**Task**
Quote the material verbatim, starting at its first line and ending at the line that contains "positive clicks: (435, 529) (446, 527)", including both of those lines.

**The input**
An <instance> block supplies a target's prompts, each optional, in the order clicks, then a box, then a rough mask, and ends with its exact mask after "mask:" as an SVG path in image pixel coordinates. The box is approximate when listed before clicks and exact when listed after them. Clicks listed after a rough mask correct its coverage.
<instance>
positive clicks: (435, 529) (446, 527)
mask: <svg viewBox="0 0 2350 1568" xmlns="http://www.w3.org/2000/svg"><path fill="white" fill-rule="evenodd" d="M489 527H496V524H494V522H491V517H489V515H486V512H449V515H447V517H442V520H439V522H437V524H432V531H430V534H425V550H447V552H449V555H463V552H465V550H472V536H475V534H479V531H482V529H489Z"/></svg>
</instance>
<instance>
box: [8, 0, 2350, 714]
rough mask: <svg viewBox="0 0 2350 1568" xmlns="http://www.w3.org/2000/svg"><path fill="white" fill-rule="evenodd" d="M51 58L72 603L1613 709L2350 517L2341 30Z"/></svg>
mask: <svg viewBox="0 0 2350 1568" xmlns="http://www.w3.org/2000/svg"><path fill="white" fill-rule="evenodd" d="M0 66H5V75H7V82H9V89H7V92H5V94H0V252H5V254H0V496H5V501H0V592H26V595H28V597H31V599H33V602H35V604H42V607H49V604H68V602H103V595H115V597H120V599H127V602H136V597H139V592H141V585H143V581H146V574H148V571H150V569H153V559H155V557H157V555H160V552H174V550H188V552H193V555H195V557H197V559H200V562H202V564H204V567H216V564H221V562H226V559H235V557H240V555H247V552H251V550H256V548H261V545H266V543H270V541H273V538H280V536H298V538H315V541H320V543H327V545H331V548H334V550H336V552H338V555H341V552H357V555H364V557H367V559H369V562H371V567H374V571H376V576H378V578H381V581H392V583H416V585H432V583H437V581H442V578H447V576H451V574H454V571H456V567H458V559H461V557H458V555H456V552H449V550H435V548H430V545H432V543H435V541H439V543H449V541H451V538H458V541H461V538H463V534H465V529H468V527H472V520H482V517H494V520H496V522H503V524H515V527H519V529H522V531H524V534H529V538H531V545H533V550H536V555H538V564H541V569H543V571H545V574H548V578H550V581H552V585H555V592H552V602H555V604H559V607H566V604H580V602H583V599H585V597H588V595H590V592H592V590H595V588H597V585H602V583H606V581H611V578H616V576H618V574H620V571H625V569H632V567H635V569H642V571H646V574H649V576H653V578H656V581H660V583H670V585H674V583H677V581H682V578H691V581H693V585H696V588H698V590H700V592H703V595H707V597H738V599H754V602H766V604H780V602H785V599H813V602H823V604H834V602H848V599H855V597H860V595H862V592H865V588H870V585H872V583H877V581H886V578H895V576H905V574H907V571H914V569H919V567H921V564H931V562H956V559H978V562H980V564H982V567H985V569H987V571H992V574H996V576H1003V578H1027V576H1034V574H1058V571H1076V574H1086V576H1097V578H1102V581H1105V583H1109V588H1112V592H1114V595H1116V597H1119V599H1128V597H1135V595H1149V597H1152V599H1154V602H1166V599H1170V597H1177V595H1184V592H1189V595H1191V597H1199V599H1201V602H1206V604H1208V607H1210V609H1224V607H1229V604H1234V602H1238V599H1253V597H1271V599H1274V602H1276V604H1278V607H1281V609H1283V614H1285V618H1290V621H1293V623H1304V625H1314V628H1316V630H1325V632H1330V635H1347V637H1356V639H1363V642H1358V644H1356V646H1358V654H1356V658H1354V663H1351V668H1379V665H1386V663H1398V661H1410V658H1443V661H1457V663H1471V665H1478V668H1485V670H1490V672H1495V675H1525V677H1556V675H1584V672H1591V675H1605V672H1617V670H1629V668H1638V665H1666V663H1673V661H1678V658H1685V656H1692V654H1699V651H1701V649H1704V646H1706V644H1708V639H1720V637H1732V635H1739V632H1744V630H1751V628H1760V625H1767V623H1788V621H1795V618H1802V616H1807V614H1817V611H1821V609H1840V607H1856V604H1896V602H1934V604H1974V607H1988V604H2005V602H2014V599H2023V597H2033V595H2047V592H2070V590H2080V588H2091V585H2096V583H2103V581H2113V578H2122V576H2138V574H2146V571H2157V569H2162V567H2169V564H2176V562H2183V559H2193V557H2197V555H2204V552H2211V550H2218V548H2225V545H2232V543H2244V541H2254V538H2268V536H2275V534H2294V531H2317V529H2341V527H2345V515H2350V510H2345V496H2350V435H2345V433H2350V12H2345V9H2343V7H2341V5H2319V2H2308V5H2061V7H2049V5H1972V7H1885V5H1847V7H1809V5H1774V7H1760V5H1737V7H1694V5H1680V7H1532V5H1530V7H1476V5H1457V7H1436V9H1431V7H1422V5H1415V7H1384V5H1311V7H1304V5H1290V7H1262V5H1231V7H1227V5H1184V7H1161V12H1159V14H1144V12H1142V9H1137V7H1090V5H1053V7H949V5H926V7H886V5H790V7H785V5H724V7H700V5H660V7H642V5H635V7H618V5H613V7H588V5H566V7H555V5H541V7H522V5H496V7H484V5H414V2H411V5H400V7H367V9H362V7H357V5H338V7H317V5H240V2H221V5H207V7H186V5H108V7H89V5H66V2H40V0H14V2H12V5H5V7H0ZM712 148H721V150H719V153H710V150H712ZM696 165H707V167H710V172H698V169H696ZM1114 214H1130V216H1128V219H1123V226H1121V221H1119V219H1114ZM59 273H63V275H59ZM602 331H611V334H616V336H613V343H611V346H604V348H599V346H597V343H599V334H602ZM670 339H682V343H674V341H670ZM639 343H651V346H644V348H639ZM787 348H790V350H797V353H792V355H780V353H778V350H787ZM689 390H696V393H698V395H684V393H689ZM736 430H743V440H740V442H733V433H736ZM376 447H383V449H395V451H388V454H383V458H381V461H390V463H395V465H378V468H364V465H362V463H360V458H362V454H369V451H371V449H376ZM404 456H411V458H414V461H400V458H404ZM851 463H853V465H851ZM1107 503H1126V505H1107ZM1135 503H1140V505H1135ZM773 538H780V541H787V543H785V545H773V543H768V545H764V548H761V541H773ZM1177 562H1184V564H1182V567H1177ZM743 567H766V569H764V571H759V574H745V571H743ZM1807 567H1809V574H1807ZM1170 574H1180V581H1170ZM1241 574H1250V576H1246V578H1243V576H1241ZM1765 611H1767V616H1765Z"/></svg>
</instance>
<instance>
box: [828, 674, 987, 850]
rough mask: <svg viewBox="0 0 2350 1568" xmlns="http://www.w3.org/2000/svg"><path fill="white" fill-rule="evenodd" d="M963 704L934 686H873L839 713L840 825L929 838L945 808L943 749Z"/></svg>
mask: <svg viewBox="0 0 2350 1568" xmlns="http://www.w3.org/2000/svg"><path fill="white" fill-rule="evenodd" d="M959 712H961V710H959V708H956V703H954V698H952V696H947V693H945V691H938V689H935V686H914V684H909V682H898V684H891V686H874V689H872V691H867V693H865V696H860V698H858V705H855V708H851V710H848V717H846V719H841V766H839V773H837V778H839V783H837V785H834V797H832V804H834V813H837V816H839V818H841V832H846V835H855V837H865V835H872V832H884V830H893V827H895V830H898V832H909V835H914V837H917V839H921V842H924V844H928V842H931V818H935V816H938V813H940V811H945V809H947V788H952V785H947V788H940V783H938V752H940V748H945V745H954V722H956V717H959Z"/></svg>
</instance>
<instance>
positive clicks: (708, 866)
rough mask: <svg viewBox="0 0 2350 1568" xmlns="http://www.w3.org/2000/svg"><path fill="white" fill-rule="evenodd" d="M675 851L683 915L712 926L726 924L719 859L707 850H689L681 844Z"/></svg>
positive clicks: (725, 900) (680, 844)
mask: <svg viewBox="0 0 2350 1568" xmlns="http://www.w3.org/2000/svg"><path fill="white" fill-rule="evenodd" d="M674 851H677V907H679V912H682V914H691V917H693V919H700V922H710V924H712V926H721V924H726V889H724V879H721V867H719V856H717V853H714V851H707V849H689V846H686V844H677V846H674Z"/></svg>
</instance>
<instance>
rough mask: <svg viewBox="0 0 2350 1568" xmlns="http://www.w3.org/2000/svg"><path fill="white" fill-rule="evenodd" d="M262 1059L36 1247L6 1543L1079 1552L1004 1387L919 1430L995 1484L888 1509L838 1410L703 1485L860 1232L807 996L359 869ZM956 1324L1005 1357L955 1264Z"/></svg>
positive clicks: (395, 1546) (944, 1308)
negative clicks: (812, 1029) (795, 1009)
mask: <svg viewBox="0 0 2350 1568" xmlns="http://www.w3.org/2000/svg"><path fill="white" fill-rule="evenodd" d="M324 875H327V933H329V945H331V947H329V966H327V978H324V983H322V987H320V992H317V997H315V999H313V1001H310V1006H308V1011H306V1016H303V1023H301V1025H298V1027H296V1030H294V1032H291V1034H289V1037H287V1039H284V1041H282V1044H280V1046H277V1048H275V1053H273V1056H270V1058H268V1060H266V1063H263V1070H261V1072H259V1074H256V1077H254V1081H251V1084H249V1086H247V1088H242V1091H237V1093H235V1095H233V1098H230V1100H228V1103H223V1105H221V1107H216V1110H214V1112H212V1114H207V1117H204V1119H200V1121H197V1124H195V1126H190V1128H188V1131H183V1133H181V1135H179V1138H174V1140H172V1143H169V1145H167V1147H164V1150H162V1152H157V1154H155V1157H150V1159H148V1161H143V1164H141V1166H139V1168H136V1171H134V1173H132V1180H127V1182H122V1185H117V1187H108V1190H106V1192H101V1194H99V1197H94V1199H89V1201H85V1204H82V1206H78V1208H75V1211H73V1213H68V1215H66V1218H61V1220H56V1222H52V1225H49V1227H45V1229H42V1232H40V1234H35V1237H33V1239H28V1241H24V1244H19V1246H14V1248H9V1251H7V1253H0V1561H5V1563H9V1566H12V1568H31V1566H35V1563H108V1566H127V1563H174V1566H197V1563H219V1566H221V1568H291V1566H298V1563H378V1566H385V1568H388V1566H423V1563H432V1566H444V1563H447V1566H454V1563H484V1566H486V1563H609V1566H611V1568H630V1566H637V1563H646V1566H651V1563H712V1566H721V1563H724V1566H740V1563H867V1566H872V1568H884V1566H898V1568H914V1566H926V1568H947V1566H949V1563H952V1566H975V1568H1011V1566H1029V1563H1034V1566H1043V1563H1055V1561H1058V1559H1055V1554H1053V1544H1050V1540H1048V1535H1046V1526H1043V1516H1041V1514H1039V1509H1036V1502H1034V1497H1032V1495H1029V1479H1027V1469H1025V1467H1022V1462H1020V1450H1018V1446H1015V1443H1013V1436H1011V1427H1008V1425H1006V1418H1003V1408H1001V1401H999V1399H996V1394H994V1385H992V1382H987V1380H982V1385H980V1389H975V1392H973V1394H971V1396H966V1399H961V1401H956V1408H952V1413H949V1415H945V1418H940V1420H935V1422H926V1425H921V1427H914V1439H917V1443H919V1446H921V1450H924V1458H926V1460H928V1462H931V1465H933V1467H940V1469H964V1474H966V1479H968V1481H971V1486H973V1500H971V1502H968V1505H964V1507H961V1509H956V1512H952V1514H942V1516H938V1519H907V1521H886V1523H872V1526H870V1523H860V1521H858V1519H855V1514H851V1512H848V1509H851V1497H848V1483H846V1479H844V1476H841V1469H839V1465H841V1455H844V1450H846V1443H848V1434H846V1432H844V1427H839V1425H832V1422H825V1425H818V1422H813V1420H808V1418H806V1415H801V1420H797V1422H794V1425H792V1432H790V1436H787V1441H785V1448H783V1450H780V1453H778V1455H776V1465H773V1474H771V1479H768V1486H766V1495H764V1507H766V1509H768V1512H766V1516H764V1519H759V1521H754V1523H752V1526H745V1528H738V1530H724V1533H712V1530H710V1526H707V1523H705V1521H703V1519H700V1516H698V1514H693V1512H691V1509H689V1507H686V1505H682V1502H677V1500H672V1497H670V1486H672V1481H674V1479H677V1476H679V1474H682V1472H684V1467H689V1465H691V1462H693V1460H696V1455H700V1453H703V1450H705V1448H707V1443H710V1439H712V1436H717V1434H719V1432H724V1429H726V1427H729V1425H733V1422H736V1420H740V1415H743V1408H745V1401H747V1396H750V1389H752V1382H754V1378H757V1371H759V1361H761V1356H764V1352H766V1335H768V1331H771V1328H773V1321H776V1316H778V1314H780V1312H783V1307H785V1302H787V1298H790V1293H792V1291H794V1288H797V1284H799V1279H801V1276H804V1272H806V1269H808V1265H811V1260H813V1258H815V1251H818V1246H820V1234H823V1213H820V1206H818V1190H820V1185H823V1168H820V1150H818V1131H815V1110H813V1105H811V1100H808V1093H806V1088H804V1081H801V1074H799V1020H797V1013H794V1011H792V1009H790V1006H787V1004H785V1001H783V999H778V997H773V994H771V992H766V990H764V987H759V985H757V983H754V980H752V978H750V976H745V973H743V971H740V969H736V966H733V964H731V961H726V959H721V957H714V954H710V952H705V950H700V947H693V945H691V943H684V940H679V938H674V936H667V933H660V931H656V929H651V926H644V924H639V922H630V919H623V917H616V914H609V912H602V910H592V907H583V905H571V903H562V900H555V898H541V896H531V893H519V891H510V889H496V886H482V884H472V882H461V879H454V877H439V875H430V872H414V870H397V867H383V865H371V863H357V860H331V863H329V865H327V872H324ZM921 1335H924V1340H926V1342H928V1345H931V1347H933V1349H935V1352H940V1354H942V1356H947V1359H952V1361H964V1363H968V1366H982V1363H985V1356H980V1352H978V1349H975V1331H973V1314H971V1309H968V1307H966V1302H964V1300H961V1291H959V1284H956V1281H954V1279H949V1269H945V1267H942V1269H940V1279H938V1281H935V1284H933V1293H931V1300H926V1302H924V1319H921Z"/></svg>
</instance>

**Exercise answer**
An <instance> block supplies a target's prompts, each optional, in the order clicks, then a box, then a rough mask, and ends with its exact mask after "mask:" as an SVG path in image pixel coordinates. The box is approximate when listed before clicks and exact when listed after them. Clicks listed after a rough mask correct its coverage.
<instance>
positive clicks: (435, 529) (446, 527)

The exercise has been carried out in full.